▶ _What is asked_: Lay out everything from the start of the material below down to the line containing "x=291 y=105", inclusive, as a Markdown table with the columns Row and Text, one numbered row per line, skipping any blank lines.

▶ _The input_:
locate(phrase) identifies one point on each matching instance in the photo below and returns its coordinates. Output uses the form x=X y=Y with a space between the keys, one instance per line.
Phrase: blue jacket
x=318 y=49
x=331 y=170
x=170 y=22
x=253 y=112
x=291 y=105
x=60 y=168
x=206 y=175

▶ _Exercise solution_:
| Row | Text |
|---|---|
| 1 | locate(phrase) identifies one point on each matching instance in the photo below and returns its coordinates. Output uses the form x=X y=Y with a space between the keys, one instance per line. |
| 2 | Phrase: blue jacket |
| 3 | x=318 y=49 |
| 4 | x=331 y=170 |
| 5 | x=170 y=22 |
| 6 | x=253 y=112 |
| 7 | x=291 y=105 |